#### [Excerpt provided]
· · · ·

WITH Holden’s local manufacturing chapter soon to close, the Astra hatch suddenly finds itself with a helluva lot of weight resting atop its shapely European shoulders.
And as the latest Holden model to be sourced from Europe (the 2018 Commodore will be next), the natural rival of this Polish-built Astra is Volkswagen’s supremely polished Golf VII.
Talk about a high bar.
With a nameplate stretching all the way back to 1984 (and badge-engineered Nissan N12 Pulsar origins), the Astra brand has cachet in this country, despite an on-again, off-again relationship spanning those three decades.
There’s certainly a lot more goodwill for Astra than there ever was for the Cruze, even though initial sales have been pretty disappointing. Punters will expect great things from it, and so do I.
But I’ll be honest – the new Astra hasn’t exactly dazzled me so far.
We praised it for its well-rounded performance in our recent 10-car small hatch/sedan Megatest, finishing second behind the Golf, yet there were elements that didn’t quite feel up to snuff to me.
The way it drove wasn’t one of them. Astra clings to corners like velcro and the R’s smooth, perky 110kW 1.4-litre turbo-petrol four is matched to a fine six-speed auto with a superb idle-stop system.
Ride quality is well-controlled, meaning the base Astra has merits beyond its sporty handling, so if not for the Golf’s existence, the Astra would have a Megatest crown to its credit.

· · · ·

#### [Required actions]
• a. In the Holden Astra review, which car finished ahead of the Astra in the 10-car Megatest?
• b. Continue the Holden Astra review from where it stops.

#### [Supplied records]
· · · ·

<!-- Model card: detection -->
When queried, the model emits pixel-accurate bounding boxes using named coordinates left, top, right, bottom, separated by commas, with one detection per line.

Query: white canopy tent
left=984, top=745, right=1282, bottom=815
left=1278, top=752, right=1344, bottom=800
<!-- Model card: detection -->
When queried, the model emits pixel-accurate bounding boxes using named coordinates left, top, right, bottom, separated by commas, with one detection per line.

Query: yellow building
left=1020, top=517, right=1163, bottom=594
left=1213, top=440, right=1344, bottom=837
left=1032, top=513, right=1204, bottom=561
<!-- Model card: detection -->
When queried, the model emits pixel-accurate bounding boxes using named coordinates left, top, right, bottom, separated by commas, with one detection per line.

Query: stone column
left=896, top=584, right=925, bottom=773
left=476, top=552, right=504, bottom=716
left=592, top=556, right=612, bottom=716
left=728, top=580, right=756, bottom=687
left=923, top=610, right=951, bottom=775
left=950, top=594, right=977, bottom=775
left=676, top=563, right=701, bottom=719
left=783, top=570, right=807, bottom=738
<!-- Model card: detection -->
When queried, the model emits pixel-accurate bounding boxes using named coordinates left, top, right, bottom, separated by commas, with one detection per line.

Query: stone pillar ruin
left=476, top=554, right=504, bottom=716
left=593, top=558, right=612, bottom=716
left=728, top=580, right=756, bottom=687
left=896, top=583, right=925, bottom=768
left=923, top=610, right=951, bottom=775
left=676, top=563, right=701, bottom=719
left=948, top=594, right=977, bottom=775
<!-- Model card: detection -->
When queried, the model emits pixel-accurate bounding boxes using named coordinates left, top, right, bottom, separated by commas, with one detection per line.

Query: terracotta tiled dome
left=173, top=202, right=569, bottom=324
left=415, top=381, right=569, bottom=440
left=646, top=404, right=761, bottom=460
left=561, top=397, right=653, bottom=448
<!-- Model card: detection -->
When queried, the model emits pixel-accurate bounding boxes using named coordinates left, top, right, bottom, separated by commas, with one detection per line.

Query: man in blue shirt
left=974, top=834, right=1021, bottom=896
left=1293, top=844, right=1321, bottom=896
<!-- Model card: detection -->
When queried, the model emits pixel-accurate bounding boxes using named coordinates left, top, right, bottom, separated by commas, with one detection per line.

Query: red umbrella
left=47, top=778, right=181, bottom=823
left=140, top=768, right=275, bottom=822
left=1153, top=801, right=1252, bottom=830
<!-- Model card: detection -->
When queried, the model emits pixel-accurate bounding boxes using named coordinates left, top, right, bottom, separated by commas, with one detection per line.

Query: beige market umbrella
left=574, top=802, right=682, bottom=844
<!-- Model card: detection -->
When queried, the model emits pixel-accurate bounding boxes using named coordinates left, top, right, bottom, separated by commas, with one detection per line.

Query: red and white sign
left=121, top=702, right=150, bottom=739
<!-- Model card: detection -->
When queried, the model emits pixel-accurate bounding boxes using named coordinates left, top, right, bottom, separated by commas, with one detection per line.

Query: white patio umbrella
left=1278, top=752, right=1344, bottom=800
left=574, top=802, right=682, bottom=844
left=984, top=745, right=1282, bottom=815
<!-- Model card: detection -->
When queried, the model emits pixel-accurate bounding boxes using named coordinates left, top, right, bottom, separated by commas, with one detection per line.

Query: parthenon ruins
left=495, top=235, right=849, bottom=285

· · · ·

#### [Answers to the exercise]
• a. Volkswagen's Golf.

• b.
Yet the Astra’s cabin quality isn’t quite as sparkling as its German DNA would suggest. Granted, it’s far from having the cheapest-feeling interior in its segment, but I find the GM-generic design and execution a little wide of the mark for a Euro hatch.
However, the design is a step up on the previous Astra’s button-festooned cockpit – and leagues ahead of the cheap and dated Cruze it replaces – though I find the mix of surface textures and materials cheapens it.
The door handles flex and creak as you swing the doors shut, the outboard rear passengers rub their elbows on a rock-hard plastic wheelarch trim, and its glossy piano-black dashboard plastic will no doubt become a magnet for fingerprint smudges, dust and scratches.
Then again, this mid-grade Astra RS manual that will be calling my driveway home for the next four months has some distinct positives.
There’s a seriously grunty 147kW 1.6-litre turbo-petrol engine under its lid, for starters. And being an RS grade, it also scores bingle-avoiding autonomous emergency braking (AEB) and blind-spot monitoring as standard – useful gear for highway commutes.
A leather-clad steering wheel improves the cabin ambience somewhat, plus there’s keyless entry and ignition to bring a touch of luxe that’s absent from the base Astra.
Sure, it’s cloth that covers the seats and door cards, but it’s a pleasant weave and I’d much prefer fabric to the synthetic ‘pleather’ that’s pitched as the premium upholstery in Korean-built Holdens.
Then there’s the appeal of what lies in the left corner of the driver’s footwell. I’m still a sucker for cars with three pedals and a DIY gear lever, and I’m hopeful my love of a good manual ’box will go some way towards overpowering my distaste for coarse-grained cabin plastics.
Plus, the Astra R has already proved that there’s a fine dynamic base beneath this car, so a manual gearbox and 37kW/60Nm more muscle should only enhance that.
Overall impressions so far are mixed. When the dark-coloured paint is spotless, the Astra looks incredibly handsome for a mainstream hatchback, and the 1.6-litre powertrain has vast reserves of mid-range torque that limits the need to row through the six-speed manual gearbox.
But on the other hand, I’m still yet to properly warm to that interior. Am I just being too harsh?
The Astra RS sits in the middle of Holden’s model hierarchy wearing a $26,490 sticker, and it’s arguably the pick of the bunch.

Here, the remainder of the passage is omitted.